Data for processing
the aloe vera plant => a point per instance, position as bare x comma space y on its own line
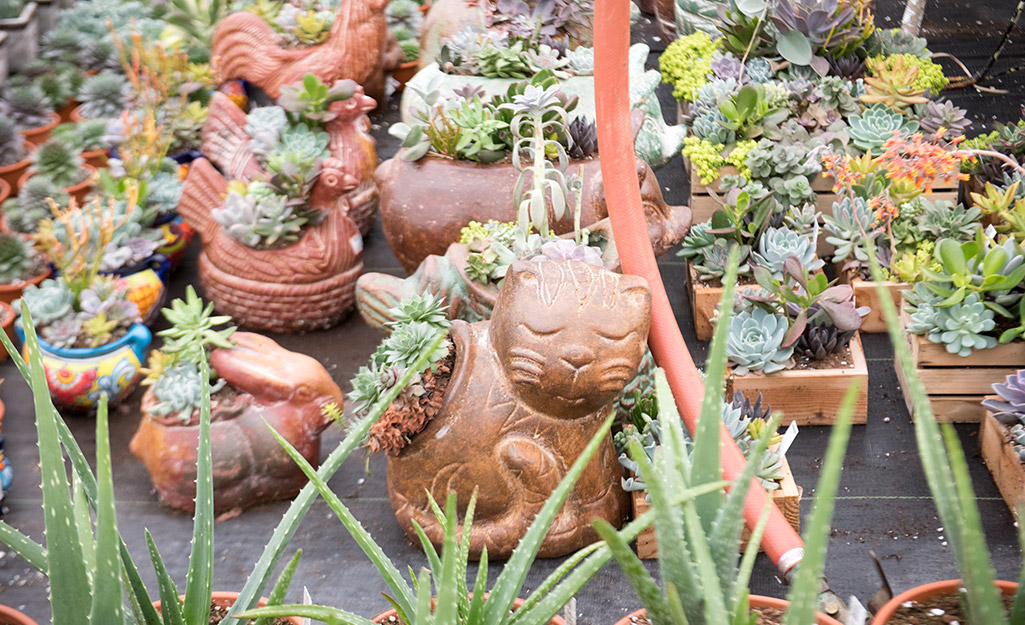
...
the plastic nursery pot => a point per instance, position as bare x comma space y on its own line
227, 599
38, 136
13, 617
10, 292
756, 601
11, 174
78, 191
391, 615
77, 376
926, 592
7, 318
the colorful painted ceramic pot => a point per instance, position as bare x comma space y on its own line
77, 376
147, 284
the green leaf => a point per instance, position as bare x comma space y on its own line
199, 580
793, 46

Objective
Return each line of the records above that contains the string "instance". Matching is case-sensitive.

Output for this exercise
the aloe vera plant => a point per instance, position as bare x comma space y on its own line
the plastic nursery pot => a point per instance, position as bare x comma space y on its own line
the colorful painted ceramic pot => a point per instance, position as bare x comma space y on its own line
the green leaf => a point per instance, position as bare x comma space y on its own line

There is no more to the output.